• **PROBLEM SET**
1. Summarize the post about autism in two sentences.
2. Return the post about autism word for word, everything from "Unfortunately even some" down to "very low intelligence.".
3. Write the next part of the post about autism, continuing on from its final sentence.

• **GIVEN PASSAGE**
I say recently realised... I've known since forever that I have "some Aspie traits" and I'm "probably a little bit on the spectrum" but due to prevalent myths about what those things mean, and other's like "everyone's a little bit autistic" and "only men can be autistic" it was never recognised and I didn't fully recognise it myself. As a result I've had various difficulties with a lot of things my whole life which have impacted my life in big ways, none of which I or anyone else around me understood. Both my kids appear also to be on the autistic spectrum (currently pursuing diagnosis for both of them) and even though this is recognised (their schools have good SENCos), there's still a hell of a lot of ableism and ignorance out there which has a negative impact on our lives. For one thing, teachers get nowhere near enough training on how to teach non-neurotypical kids (all types of non-neurotypical: ADHD, dyslexia, etc not just autistic spectrum - kids can have/be all of those and still be academically able - it's a myth that intelligence is linear but so many people, even teachers, think of it that way).

Unfortunately even some of the medical info out there is problematic, as a lot of it was done by doctors, researchers etc who are not autistic, based on observation of autistic people without much regard for the lived experience of autistic people. Many of the above-mentioned myths resulted from badly done research e.g. the reason why they thought it was far more common in men was because they only studied autistic men and based their data and diagnostic criteria on autistic men, all the while missing huge numbers of autistic women. Also there are autistic people who were and are classified as "low functioning" because they're unable to speak whose intelligence, sensitivity and creativity has been completely missed due to the frankly quite stupid assumption that inability to speak means you must have very low intelligence.

• **GIVEN INFORMATION**

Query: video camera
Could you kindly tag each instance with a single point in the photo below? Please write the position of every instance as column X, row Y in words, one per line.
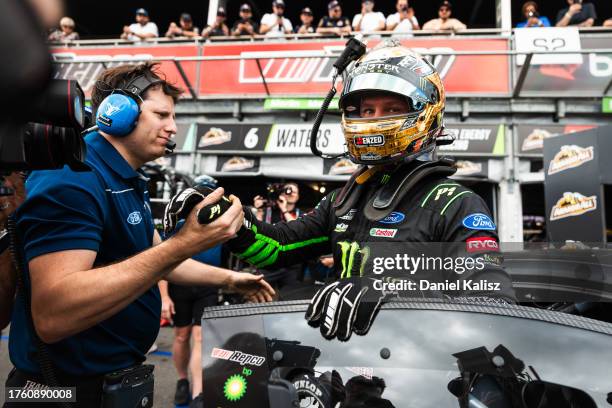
column 274, row 190
column 41, row 119
column 48, row 136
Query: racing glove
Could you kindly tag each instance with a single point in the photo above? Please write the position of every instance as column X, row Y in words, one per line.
column 343, row 307
column 182, row 203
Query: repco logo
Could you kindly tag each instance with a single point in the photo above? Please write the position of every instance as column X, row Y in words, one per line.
column 237, row 357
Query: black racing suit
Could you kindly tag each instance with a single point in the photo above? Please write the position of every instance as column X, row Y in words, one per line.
column 436, row 210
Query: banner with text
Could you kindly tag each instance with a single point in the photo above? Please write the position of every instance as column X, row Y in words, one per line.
column 294, row 139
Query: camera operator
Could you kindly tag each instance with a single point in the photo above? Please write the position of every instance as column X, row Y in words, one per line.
column 92, row 258
column 245, row 25
column 280, row 206
column 280, row 209
column 8, row 279
column 532, row 17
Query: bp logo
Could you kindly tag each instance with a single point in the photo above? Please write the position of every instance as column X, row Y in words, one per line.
column 235, row 387
column 134, row 218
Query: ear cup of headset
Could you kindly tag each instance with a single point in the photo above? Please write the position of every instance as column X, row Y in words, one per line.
column 117, row 114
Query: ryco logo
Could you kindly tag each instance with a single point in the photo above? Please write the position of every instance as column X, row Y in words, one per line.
column 134, row 218
column 479, row 221
column 479, row 244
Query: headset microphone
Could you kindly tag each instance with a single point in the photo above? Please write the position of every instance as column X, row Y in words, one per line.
column 170, row 146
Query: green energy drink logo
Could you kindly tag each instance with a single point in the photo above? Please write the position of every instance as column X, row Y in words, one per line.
column 353, row 258
column 234, row 388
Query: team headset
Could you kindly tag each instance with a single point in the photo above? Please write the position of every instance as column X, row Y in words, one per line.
column 118, row 113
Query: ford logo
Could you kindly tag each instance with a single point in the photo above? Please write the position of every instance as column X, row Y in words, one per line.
column 134, row 218
column 479, row 222
column 393, row 218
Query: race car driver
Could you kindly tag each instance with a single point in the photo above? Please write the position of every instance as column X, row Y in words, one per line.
column 392, row 107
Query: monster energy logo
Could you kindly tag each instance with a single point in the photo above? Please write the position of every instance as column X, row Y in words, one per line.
column 350, row 251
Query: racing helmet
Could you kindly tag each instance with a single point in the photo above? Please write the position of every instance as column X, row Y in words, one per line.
column 391, row 69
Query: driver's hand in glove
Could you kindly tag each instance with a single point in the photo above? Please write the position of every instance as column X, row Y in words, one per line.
column 343, row 307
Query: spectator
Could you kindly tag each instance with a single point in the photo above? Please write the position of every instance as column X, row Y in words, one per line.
column 8, row 277
column 444, row 22
column 368, row 20
column 306, row 18
column 404, row 21
column 284, row 209
column 577, row 14
column 185, row 28
column 184, row 305
column 274, row 24
column 245, row 25
column 141, row 29
column 532, row 17
column 219, row 28
column 334, row 22
column 66, row 31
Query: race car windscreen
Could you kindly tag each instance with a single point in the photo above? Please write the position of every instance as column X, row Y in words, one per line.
column 412, row 352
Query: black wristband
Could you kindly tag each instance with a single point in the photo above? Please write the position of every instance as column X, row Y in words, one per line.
column 5, row 241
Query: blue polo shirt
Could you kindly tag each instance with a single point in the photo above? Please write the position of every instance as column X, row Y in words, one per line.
column 107, row 211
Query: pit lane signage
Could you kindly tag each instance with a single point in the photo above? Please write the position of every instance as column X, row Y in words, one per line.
column 531, row 137
column 296, row 69
column 484, row 140
column 570, row 156
column 573, row 204
column 588, row 78
column 294, row 139
column 606, row 105
column 575, row 169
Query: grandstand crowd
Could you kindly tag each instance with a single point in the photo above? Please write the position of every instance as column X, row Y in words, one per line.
column 402, row 23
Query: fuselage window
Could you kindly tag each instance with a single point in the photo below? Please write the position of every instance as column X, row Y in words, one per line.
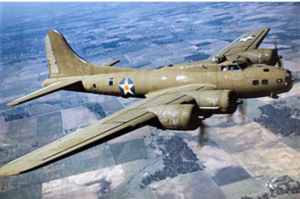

• **SET OF ANSWERS**
1. Myths such as "only men can be autistic" meant that the writer's autistic traits were never fully recognized, which led to lifelong difficulties that no one understood. Both of the writer's children also appear to be autistic, and the writer describes widespread ableism, too little teacher training on non-neurotypical children, and medical research that ignored lived experience, studied only autistic men, and wrongly equated inability to speak with low intelligence.

2.
Unfortunately even some of the medical info out there is problematic, as a lot of it was done by doctors, researchers etc who are not autistic, based on observation of autistic people without much regard for the lived experience of autistic people. Many of the above-mentioned myths resulted from badly done research e.g. the reason why they thought it was far more common in men was because they only studied autistic men and based their data and diagnostic criteria on autistic men, all the while missing huge numbers of autistic women. Also there are autistic people who were and are classified as "low functioning" because they're unable to speak whose intelligence, sensitivity and creativity has been completely missed due to the frankly quite stupid assumption that inability to speak means you must have very low intelligence.

3.
Obviously you already know about the importance of researching - in this case I'd strongly recommend using autistic led research/information sources. These will be more accurate and also from a lived experience perspective.

Accurate information:

https://neuroclastic.com/its-a-spectrum-doesnt-mean-what-you-think/ - excellent explanation by an autistic writer about what the autistic spectrum really means. If you only read one article, read this one. It's a very thorough overview and busts a lot of myths.

https://the-art-of-autism.com/understanding-the-spectrum-a-comic-strip-explanation/ - comic strip explanation of why high functioning/low functioning is misleading, and "spectrum" doesn't mean what people think it means. Also written by someone who's autistic.

Atypical autism traits: - this is a gender neutral version of an original version about women and girls. (I don't know who the original writer was, AFAIK it was written as a checklist for medical practitioners to spot signs of autism in girls/women.) These traits are commonly found in autistic cis women - including things that are often missed or assumed to be not the same as "classic" autistic traits in men. They are not exclusive to women and there's also been research lately showing that being LGBTQ+ is more common in autistic people, so presenting autism as a gender binary (women's autistic traits v men's autistic traits) is a massive oversimplification. Anyone of any gender can show any of the traits. Just that there are some traits that are more common in cis women and others that are more common in cis men.